EXERCISE DIRECTIONS >>
Your answer should consist of every line in the records that holds "jacket".

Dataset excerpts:
---*---
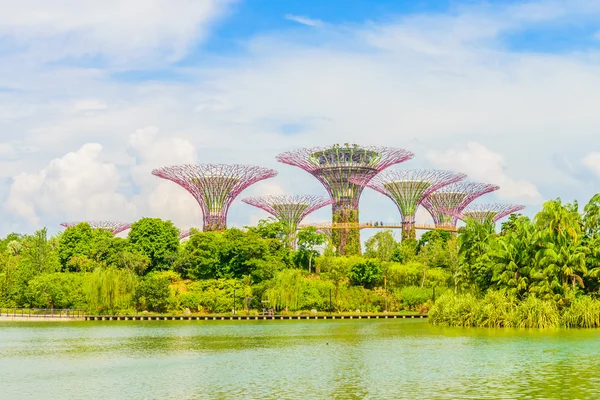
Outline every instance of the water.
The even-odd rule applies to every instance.
[[[0,323],[0,399],[594,399],[600,330]]]

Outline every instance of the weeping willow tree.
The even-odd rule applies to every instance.
[[[137,282],[137,276],[129,270],[96,268],[84,284],[90,311],[112,313],[130,308]]]
[[[304,276],[295,269],[279,272],[273,279],[273,285],[265,291],[265,298],[275,309],[297,310],[300,306]]]

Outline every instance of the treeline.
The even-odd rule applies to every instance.
[[[363,256],[334,254],[324,235],[274,220],[193,232],[145,218],[127,238],[87,224],[0,241],[0,306],[89,313],[430,311],[460,326],[600,325],[600,195],[546,202],[501,227],[467,221],[396,242],[381,231]]]
[[[431,322],[458,326],[600,326],[600,195],[546,202],[512,215],[499,233],[468,221],[458,236],[454,290]]]
[[[171,222],[155,218],[133,224],[126,238],[85,223],[53,237],[46,229],[10,234],[0,241],[0,306],[95,314],[425,312],[457,257],[456,239],[440,232],[403,244],[379,232],[364,257],[335,256],[314,229],[298,232],[297,249],[286,246],[288,235],[283,224],[264,220],[180,242]]]

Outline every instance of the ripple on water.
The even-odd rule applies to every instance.
[[[600,398],[600,332],[423,321],[0,325],[2,398]]]

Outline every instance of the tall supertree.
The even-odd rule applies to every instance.
[[[117,235],[131,228],[130,223],[120,221],[71,221],[63,222],[60,225],[64,226],[65,228],[72,228],[79,224],[88,224],[93,229],[106,229],[107,231],[110,231],[113,235]]]
[[[488,183],[455,182],[429,194],[421,205],[429,211],[436,227],[456,228],[457,218],[448,212],[460,213],[476,198],[498,189],[500,186]]]
[[[356,144],[305,148],[282,153],[277,161],[302,168],[321,182],[333,202],[332,222],[358,225],[358,202],[363,186],[350,181],[360,176],[368,182],[390,165],[413,158],[410,151]],[[360,254],[358,227],[333,229],[332,243],[340,254]]]
[[[402,217],[402,240],[405,240],[417,236],[415,214],[423,199],[441,187],[465,177],[465,174],[451,171],[405,169],[383,171],[367,182],[360,177],[352,178],[352,181],[392,199]]]
[[[472,218],[480,223],[496,222],[509,214],[521,211],[525,206],[519,204],[491,203],[491,204],[471,204],[461,212],[451,212],[449,214],[460,220]]]
[[[239,164],[185,164],[158,168],[152,175],[173,181],[190,192],[203,213],[204,231],[227,229],[227,212],[248,186],[272,178],[277,172]]]
[[[311,212],[333,203],[333,199],[313,195],[270,195],[242,199],[246,204],[261,208],[286,225],[286,243],[295,247],[298,224]]]

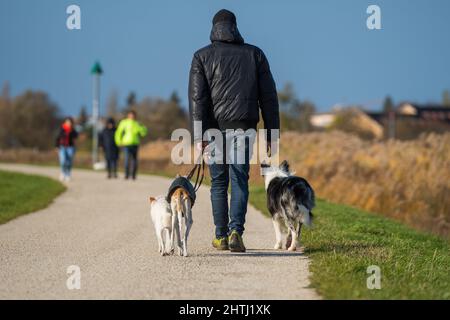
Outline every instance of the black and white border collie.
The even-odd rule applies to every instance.
[[[279,167],[261,164],[267,191],[267,207],[275,228],[275,249],[283,247],[282,221],[288,229],[286,249],[295,251],[300,241],[302,224],[311,226],[315,206],[314,190],[304,178],[289,171],[285,160]]]

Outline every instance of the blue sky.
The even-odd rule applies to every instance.
[[[81,30],[66,8],[81,7]],[[377,4],[382,30],[366,28]],[[448,0],[0,0],[0,84],[13,95],[44,90],[64,114],[91,107],[90,67],[100,60],[102,105],[168,97],[187,105],[192,54],[209,43],[211,19],[235,12],[246,42],[262,48],[277,87],[292,82],[319,110],[337,103],[377,108],[394,101],[440,102],[450,89]]]

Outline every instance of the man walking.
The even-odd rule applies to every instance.
[[[147,135],[147,128],[136,121],[136,112],[131,110],[127,118],[120,121],[114,139],[125,153],[125,179],[136,179],[140,139]]]
[[[216,13],[210,40],[210,45],[194,54],[190,71],[191,118],[194,126],[196,123],[202,126],[200,132],[194,130],[194,142],[197,148],[203,149],[206,145],[203,133],[206,130],[219,129],[223,134],[221,147],[227,156],[224,161],[209,165],[216,227],[212,244],[218,250],[245,252],[242,234],[247,213],[252,139],[244,134],[242,140],[242,132],[256,129],[260,111],[269,132],[279,129],[278,98],[264,53],[244,43],[232,12],[223,9]],[[236,151],[245,152],[245,161],[229,158],[229,154]],[[231,200],[228,208],[230,180]]]
[[[108,179],[117,178],[117,160],[119,160],[119,147],[115,141],[116,121],[113,118],[106,120],[106,127],[98,136],[99,146],[103,149],[108,170]]]

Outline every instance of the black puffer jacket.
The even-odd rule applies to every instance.
[[[259,110],[266,129],[279,129],[278,98],[269,63],[261,49],[244,43],[237,26],[216,23],[211,44],[198,50],[189,78],[192,121],[209,128],[256,128]],[[200,132],[194,141],[202,140]]]

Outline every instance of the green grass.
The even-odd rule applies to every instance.
[[[65,189],[50,178],[0,171],[0,224],[47,207]]]
[[[251,188],[250,202],[268,214],[263,187]],[[319,200],[302,244],[326,299],[450,299],[450,243],[396,221]],[[370,265],[381,269],[380,290],[367,289]]]

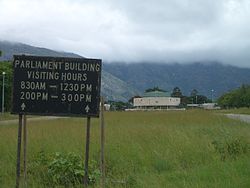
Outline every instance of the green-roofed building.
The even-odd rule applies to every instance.
[[[163,91],[150,91],[150,92],[145,92],[143,94],[143,97],[171,97],[170,92],[163,92]]]
[[[170,92],[156,90],[145,92],[140,98],[134,98],[134,107],[137,109],[168,109],[177,108],[180,102],[181,99],[171,97]]]

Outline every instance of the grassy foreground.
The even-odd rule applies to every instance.
[[[107,187],[250,187],[250,124],[198,110],[107,112],[105,124]],[[28,187],[48,187],[33,166],[37,156],[84,156],[86,119],[27,126]],[[0,187],[15,186],[16,145],[17,125],[1,125]],[[90,160],[99,161],[99,150],[99,120],[91,119]]]

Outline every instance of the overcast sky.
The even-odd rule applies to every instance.
[[[0,0],[0,40],[110,62],[250,67],[250,0]]]

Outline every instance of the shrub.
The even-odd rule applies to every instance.
[[[46,155],[39,152],[32,165],[31,173],[39,176],[46,186],[74,186],[79,185],[84,177],[83,159],[75,153],[55,153]],[[89,162],[89,183],[95,183],[100,177],[100,170],[96,161]]]
[[[246,154],[249,150],[249,144],[242,139],[235,138],[230,140],[213,141],[215,151],[220,154],[221,160],[227,158],[237,159],[240,155]]]

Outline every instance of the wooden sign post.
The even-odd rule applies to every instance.
[[[84,162],[84,186],[87,187],[89,183],[89,139],[90,139],[90,117],[87,117],[86,129],[86,144],[85,144],[85,162]]]
[[[105,144],[105,124],[104,124],[104,98],[101,98],[101,112],[100,112],[100,125],[101,125],[101,187],[105,187],[105,159],[104,159],[104,144]]]
[[[16,188],[20,184],[20,159],[21,159],[21,144],[22,144],[22,126],[23,126],[23,115],[19,114],[18,122],[18,136],[17,136],[17,161],[16,161]]]
[[[23,115],[23,174],[24,174],[24,185],[27,187],[27,118]]]
[[[27,128],[26,128],[26,115],[19,114],[18,123],[18,139],[17,139],[17,162],[16,162],[16,188],[20,184],[20,171],[21,171],[21,147],[23,135],[23,173],[24,173],[24,187],[27,187]]]

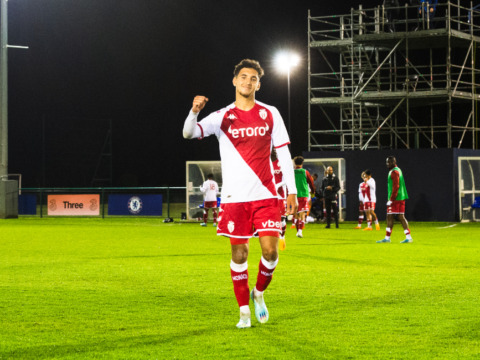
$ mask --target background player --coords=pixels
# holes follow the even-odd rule
[[[405,179],[403,178],[402,170],[397,166],[397,160],[394,156],[387,158],[387,167],[390,170],[388,173],[387,228],[385,229],[385,239],[378,240],[377,243],[390,242],[395,215],[398,216],[398,220],[402,223],[403,232],[406,236],[406,239],[401,241],[401,243],[411,243],[413,239],[408,228],[407,219],[405,219],[405,200],[408,199]]]
[[[200,186],[200,191],[204,194],[203,201],[203,223],[201,226],[207,226],[208,210],[212,209],[213,226],[217,226],[217,195],[218,184],[213,180],[213,174],[207,175],[207,180]]]
[[[370,170],[365,170],[365,184],[363,192],[363,207],[365,213],[367,214],[367,223],[368,226],[363,229],[364,231],[372,230],[372,221],[375,221],[375,229],[380,230],[380,224],[378,223],[377,214],[375,214],[375,204],[377,202],[377,184],[375,179],[372,177]]]
[[[297,228],[297,237],[303,237],[303,229],[305,228],[305,217],[308,212],[308,202],[310,193],[315,193],[313,178],[307,169],[303,168],[303,157],[295,156],[293,163],[295,164],[295,184],[297,187],[298,210],[295,215]],[[309,191],[310,188],[310,191]]]
[[[278,234],[281,219],[270,154],[272,146],[288,188],[287,212],[297,208],[297,190],[285,124],[278,110],[255,100],[263,69],[258,61],[242,60],[234,69],[235,102],[213,112],[197,123],[198,113],[208,98],[195,96],[185,120],[183,136],[188,139],[215,135],[222,159],[222,205],[217,235],[230,238],[232,260],[230,273],[240,307],[238,328],[251,326],[249,299],[260,323],[268,321],[263,292],[272,280],[278,264]],[[262,256],[257,282],[250,293],[248,286],[249,238],[260,239]]]
[[[365,184],[365,172],[362,172],[360,175],[362,178],[362,182],[358,185],[358,225],[355,229],[361,229],[362,223],[364,219],[365,209],[363,207],[363,188],[366,186]]]

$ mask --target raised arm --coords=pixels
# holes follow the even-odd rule
[[[197,95],[193,99],[192,110],[185,119],[183,124],[183,137],[185,139],[194,139],[201,136],[201,131],[197,126],[197,117],[200,111],[205,107],[208,98],[202,95]]]

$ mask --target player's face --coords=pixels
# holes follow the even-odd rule
[[[333,175],[333,168],[332,167],[327,168],[327,174],[328,175]]]
[[[396,165],[395,159],[387,159],[387,167],[389,169],[393,169]]]
[[[237,94],[249,98],[255,95],[260,89],[260,78],[258,72],[252,68],[243,68],[237,76],[233,78],[233,85]]]

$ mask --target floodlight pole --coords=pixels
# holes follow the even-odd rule
[[[0,218],[18,217],[18,183],[8,180],[8,0],[0,0]]]
[[[8,176],[8,14],[7,0],[1,0],[0,56],[0,180]]]
[[[7,1],[0,0],[0,180],[8,177],[8,48],[28,49],[28,46],[8,45]]]

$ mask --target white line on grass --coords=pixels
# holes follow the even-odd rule
[[[444,227],[437,227],[437,229],[448,229],[448,228],[451,228],[451,227],[454,227],[454,226],[457,226],[457,224],[452,224],[452,225],[448,225],[448,226],[444,226]]]

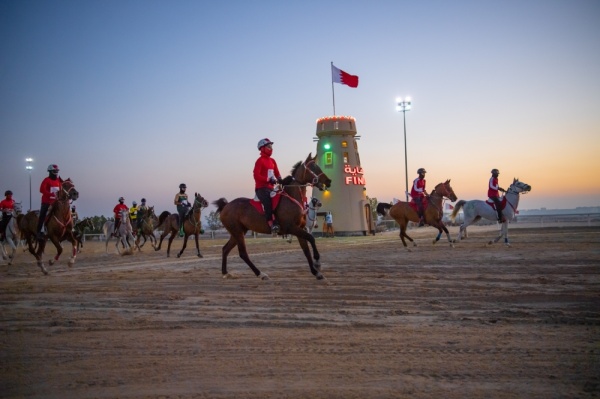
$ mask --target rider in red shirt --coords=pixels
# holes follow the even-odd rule
[[[502,203],[500,201],[500,193],[498,191],[505,192],[503,188],[498,185],[498,175],[500,171],[498,169],[492,169],[492,177],[490,177],[490,182],[488,184],[488,197],[494,204],[496,204],[496,212],[498,212],[498,222],[504,223],[506,222],[506,218],[502,215]]]
[[[277,220],[273,221],[273,204],[271,202],[271,191],[275,184],[281,183],[281,174],[277,168],[277,162],[271,158],[273,154],[273,142],[269,139],[262,139],[258,142],[260,157],[254,164],[254,191],[256,196],[265,208],[265,217],[271,228],[271,233],[279,231]]]
[[[425,185],[427,183],[425,181],[425,173],[427,173],[425,168],[419,168],[419,170],[417,170],[417,174],[419,175],[419,177],[413,180],[413,185],[410,190],[410,196],[412,197],[415,204],[417,204],[417,209],[419,210],[419,218],[421,219],[419,221],[419,227],[425,224],[425,221],[423,220],[423,198],[425,198],[425,196],[428,195],[427,191],[425,191]]]
[[[119,226],[121,226],[121,211],[129,212],[129,208],[125,205],[125,198],[119,197],[119,203],[115,205],[113,212],[115,213],[115,231],[113,235],[116,237],[119,234]]]
[[[12,191],[6,190],[4,195],[6,198],[0,201],[0,211],[2,211],[2,220],[0,220],[0,241],[4,241],[6,236],[6,226],[8,226],[8,222],[10,221],[10,218],[13,217],[13,212],[15,210],[15,200],[12,198]]]
[[[40,206],[40,216],[37,225],[37,238],[43,240],[42,227],[46,224],[46,215],[52,209],[52,204],[57,199],[57,193],[62,189],[62,182],[58,176],[58,165],[48,165],[48,177],[42,180],[40,193],[42,193],[42,205]]]

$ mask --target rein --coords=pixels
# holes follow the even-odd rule
[[[304,174],[306,174],[306,171],[309,171],[310,174],[313,175],[312,184],[310,184],[310,185],[314,186],[315,184],[317,184],[319,182],[319,177],[321,177],[322,175],[324,175],[324,173],[321,171],[321,173],[319,173],[317,175],[315,172],[313,172],[313,170],[308,167],[308,165],[310,165],[311,163],[315,163],[315,160],[311,159],[308,162],[303,162],[302,163],[302,166],[304,166],[304,173],[302,174],[302,176],[304,176]]]

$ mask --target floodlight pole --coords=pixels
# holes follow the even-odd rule
[[[27,162],[25,169],[29,172],[29,210],[31,210],[31,170],[33,169],[33,158],[25,158],[25,162]]]
[[[404,101],[401,98],[396,99],[396,110],[402,111],[404,117],[404,178],[405,178],[405,194],[406,202],[408,202],[408,151],[406,148],[406,111],[410,111],[412,101],[407,97]]]

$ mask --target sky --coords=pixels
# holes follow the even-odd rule
[[[409,182],[485,199],[497,168],[532,186],[520,209],[600,206],[599,20],[597,0],[1,0],[0,190],[28,209],[31,178],[39,209],[58,164],[80,217],[175,212],[180,183],[251,197],[257,142],[287,174],[335,94],[380,202],[404,196],[410,96]],[[331,62],[359,86],[332,90]]]

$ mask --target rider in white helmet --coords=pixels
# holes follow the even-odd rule
[[[56,201],[57,194],[62,187],[63,180],[58,176],[58,165],[48,165],[48,177],[42,180],[40,185],[40,193],[42,194],[42,205],[40,206],[40,215],[37,225],[37,238],[38,240],[44,239],[42,234],[42,227],[46,224],[46,215],[50,213],[52,204]]]
[[[419,218],[421,219],[419,222],[419,227],[425,224],[425,220],[423,218],[423,214],[425,211],[423,209],[423,198],[425,198],[425,196],[428,195],[427,191],[425,191],[425,185],[427,184],[427,182],[425,181],[425,173],[427,173],[425,168],[419,168],[417,170],[417,174],[419,175],[419,177],[413,180],[413,185],[410,190],[410,196],[413,199],[413,201],[415,201],[415,204],[417,204],[417,208],[419,209]]]
[[[275,184],[281,183],[281,174],[277,167],[277,162],[271,158],[273,154],[273,142],[267,138],[260,140],[257,148],[260,151],[260,157],[254,164],[254,191],[256,196],[265,208],[265,218],[271,228],[271,233],[276,234],[279,231],[279,224],[273,218],[273,204],[271,202],[271,192]]]
[[[500,175],[500,171],[498,169],[492,169],[491,173],[492,177],[490,177],[488,183],[488,198],[494,201],[494,204],[496,205],[498,222],[504,223],[506,222],[506,218],[502,214],[502,202],[500,201],[500,193],[498,191],[504,192],[505,190],[498,185],[498,175]]]

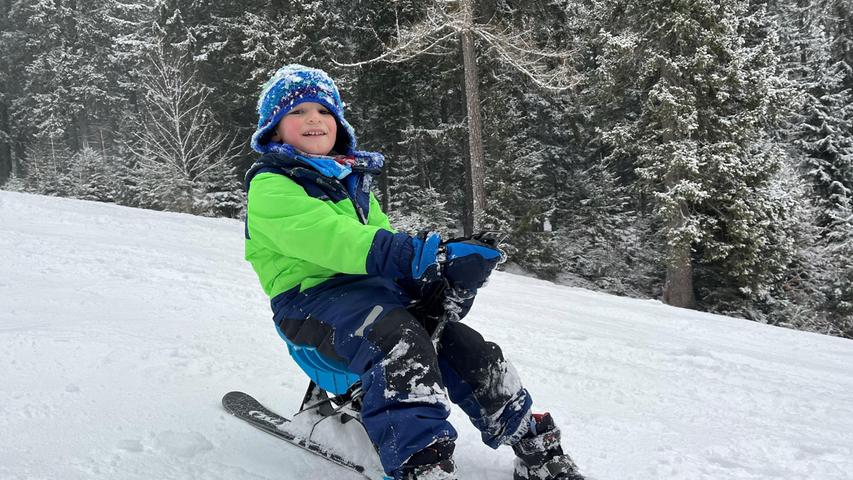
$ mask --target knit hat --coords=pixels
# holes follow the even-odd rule
[[[344,118],[344,102],[338,87],[326,72],[291,64],[281,67],[264,84],[258,99],[258,128],[252,135],[252,148],[258,153],[270,151],[270,137],[278,122],[300,103],[315,102],[326,107],[338,123],[334,151],[343,155],[355,152],[355,131]]]

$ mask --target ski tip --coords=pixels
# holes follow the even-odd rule
[[[237,391],[228,392],[222,396],[222,405],[227,407],[228,404],[232,403],[234,400],[237,400],[239,398],[245,398],[247,396],[248,396],[248,394],[243,393],[243,392],[237,392]]]

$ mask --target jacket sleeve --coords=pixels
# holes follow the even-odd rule
[[[283,175],[252,179],[246,216],[251,241],[282,255],[340,273],[411,276],[408,235],[341,215]]]
[[[397,233],[397,230],[391,226],[391,221],[388,220],[388,215],[382,211],[382,205],[376,199],[373,192],[370,193],[370,213],[368,214],[368,222],[370,225],[379,225],[379,227],[388,230],[391,233]]]

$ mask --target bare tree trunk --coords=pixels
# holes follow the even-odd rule
[[[432,188],[432,182],[429,179],[429,171],[427,170],[427,164],[424,161],[424,157],[421,156],[421,145],[420,142],[415,144],[415,158],[418,162],[418,173],[421,175],[421,186],[423,188]]]
[[[89,146],[89,116],[86,110],[82,110],[77,114],[77,135],[79,136],[78,144],[80,150]]]
[[[9,0],[0,0],[0,31],[5,31],[9,23],[9,10],[11,4]],[[6,54],[4,54],[4,57]],[[0,84],[3,95],[0,95],[0,185],[6,182],[12,176],[12,132],[9,128],[9,97],[11,88],[12,75],[11,68],[7,63],[6,58],[0,60],[0,66],[6,69],[2,74],[3,83]]]
[[[0,185],[12,176],[12,132],[9,131],[9,108],[0,100]]]
[[[797,11],[799,15],[797,17],[797,29],[801,35],[807,35],[805,32],[806,29],[806,5],[804,0],[797,1]],[[800,42],[800,64],[805,65],[808,56],[808,49],[806,47],[806,42]]]
[[[687,208],[681,205],[675,218],[670,219],[670,231],[684,225]],[[693,263],[690,244],[680,242],[669,252],[669,265],[666,268],[666,282],[663,286],[663,301],[674,307],[693,308],[696,298],[693,294]]]
[[[388,178],[391,176],[392,165],[385,165],[382,175],[379,175],[379,191],[382,192],[382,211],[389,213],[391,211],[391,189],[389,188]]]
[[[678,263],[667,267],[663,301],[674,307],[693,308],[696,306],[696,299],[693,296],[693,265],[689,258],[686,261],[679,260]]]
[[[465,70],[465,106],[468,114],[468,161],[466,162],[466,201],[469,211],[465,215],[465,235],[481,229],[483,212],[486,210],[486,162],[483,154],[482,122],[480,120],[479,74],[474,52],[473,5],[465,0],[465,28],[460,32],[462,42],[462,65]]]

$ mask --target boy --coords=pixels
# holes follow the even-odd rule
[[[457,478],[452,401],[486,444],[513,447],[516,479],[582,480],[550,415],[531,414],[530,395],[497,345],[459,322],[431,340],[422,292],[436,282],[469,292],[464,316],[499,251],[391,227],[370,192],[383,157],[356,150],[325,72],[281,68],[264,86],[258,116],[252,148],[263,156],[246,175],[246,259],[281,334],[360,377],[361,421],[386,473]]]

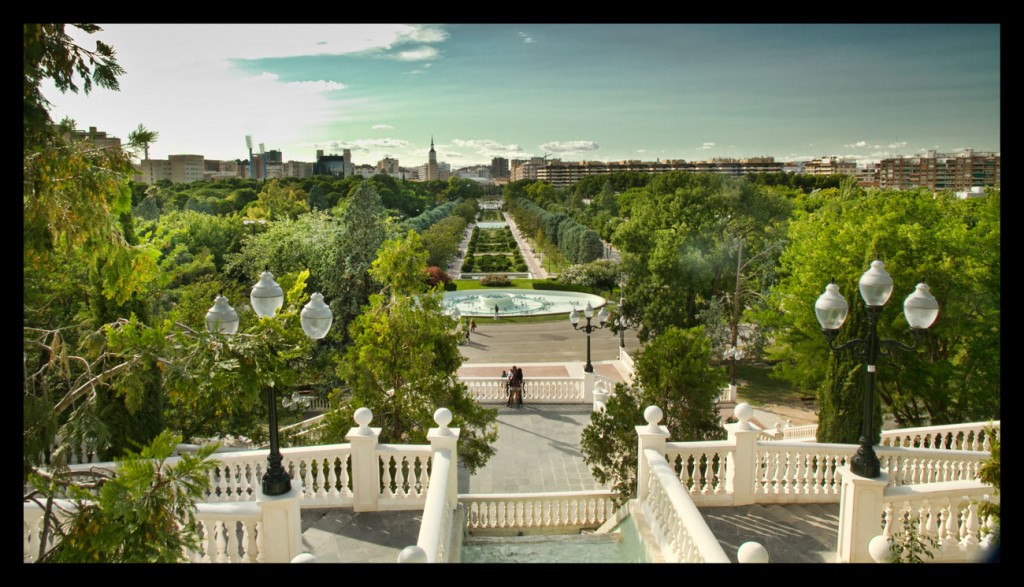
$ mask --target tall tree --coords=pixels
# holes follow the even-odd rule
[[[763,323],[776,340],[776,372],[821,405],[819,439],[856,441],[863,365],[849,352],[830,353],[814,318],[814,301],[835,278],[850,306],[836,344],[865,335],[860,275],[876,258],[895,283],[878,325],[879,336],[910,342],[903,299],[924,276],[939,302],[939,317],[919,347],[883,357],[877,391],[903,426],[999,417],[1000,243],[999,192],[959,200],[929,190],[822,190],[800,212],[781,257],[773,311]],[[847,398],[847,399],[843,399]],[[845,406],[845,407],[844,407]],[[833,423],[833,420],[851,422]]]
[[[419,237],[387,241],[371,276],[384,283],[352,323],[352,344],[338,361],[351,395],[336,394],[328,414],[329,442],[341,442],[356,408],[368,407],[383,442],[425,443],[434,411],[448,408],[461,428],[459,458],[470,472],[494,454],[497,412],[477,403],[457,372],[464,361],[455,323],[441,309],[441,294],[426,290],[427,254]]]
[[[661,408],[672,440],[724,438],[715,406],[724,384],[725,372],[712,366],[701,328],[665,330],[637,357],[635,384],[616,386],[606,409],[591,414],[583,429],[580,450],[594,479],[610,484],[620,505],[636,494],[636,426],[647,406]]]

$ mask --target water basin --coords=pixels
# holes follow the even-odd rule
[[[601,296],[574,291],[528,289],[467,289],[445,292],[445,310],[458,308],[463,316],[536,316],[583,311],[587,302],[595,309],[607,303]],[[497,308],[497,310],[495,310]]]

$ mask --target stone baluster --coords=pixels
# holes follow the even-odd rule
[[[665,426],[659,426],[658,422],[661,422],[663,413],[661,408],[658,406],[647,406],[644,410],[644,419],[647,420],[646,426],[637,426],[636,434],[639,442],[639,452],[637,453],[640,458],[637,468],[637,499],[641,502],[647,498],[650,491],[649,477],[650,465],[647,463],[647,457],[644,455],[644,451],[648,448],[653,449],[660,455],[665,454],[665,442],[668,440],[668,428]]]
[[[216,556],[214,557],[214,560],[219,563],[231,562],[231,559],[229,558],[228,555],[228,553],[230,553],[231,551],[228,550],[228,547],[231,546],[235,542],[235,540],[234,532],[228,532],[227,526],[228,525],[225,522],[220,520],[213,523],[213,530],[216,533],[215,542],[217,543],[217,552]],[[235,552],[238,552],[238,545],[235,544],[234,546]]]
[[[921,524],[920,534],[925,538],[937,540],[939,532],[935,519],[939,517],[938,505],[926,500],[921,506],[921,517],[924,518],[924,523]]]
[[[941,506],[942,518],[939,520],[939,548],[950,552],[957,548],[957,536],[959,532],[959,513],[952,499],[946,498]]]
[[[373,412],[368,408],[357,409],[353,419],[359,427],[350,429],[345,436],[352,447],[352,508],[357,512],[374,512],[377,511],[377,500],[380,497],[377,458],[380,428],[370,428]]]
[[[979,543],[978,534],[981,532],[981,524],[978,521],[977,502],[971,501],[967,505],[967,522],[963,526],[964,533],[963,538],[960,540],[960,544],[971,549],[977,548]]]
[[[757,430],[750,425],[754,408],[744,402],[736,404],[733,415],[738,420],[726,424],[729,440],[733,443],[725,467],[726,491],[733,496],[733,505],[754,503],[754,485],[757,482]]]

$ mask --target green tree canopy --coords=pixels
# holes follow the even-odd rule
[[[876,387],[886,408],[903,426],[998,418],[999,192],[959,200],[924,189],[847,188],[818,192],[811,204],[813,211],[798,213],[790,226],[781,280],[772,292],[774,311],[766,313],[764,324],[778,343],[772,353],[780,360],[776,372],[817,391],[819,430],[847,431],[819,438],[856,440],[849,431],[860,428],[855,407],[864,369],[849,352],[829,352],[814,302],[835,278],[850,306],[836,344],[864,336],[857,281],[876,258],[895,284],[879,336],[910,342],[900,306],[922,276],[939,302],[938,320],[917,350],[879,361]]]
[[[594,479],[610,484],[620,505],[636,494],[636,426],[647,406],[661,408],[672,440],[724,438],[715,402],[725,382],[703,329],[665,330],[637,356],[635,384],[616,386],[606,409],[591,414],[583,429],[580,449]]]
[[[329,442],[342,442],[352,414],[365,406],[382,442],[426,443],[438,408],[452,412],[461,428],[459,457],[471,472],[494,454],[497,412],[482,407],[459,382],[463,357],[455,323],[441,309],[441,294],[428,292],[419,237],[387,241],[373,263],[372,277],[385,284],[352,323],[352,344],[339,358],[338,374],[351,395],[335,394],[339,409],[328,414]]]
---*---
ANSWER SECTION >>
Outline every instance of the black puffer jacket.
$ mask --target jacket sleeve --coords=pixels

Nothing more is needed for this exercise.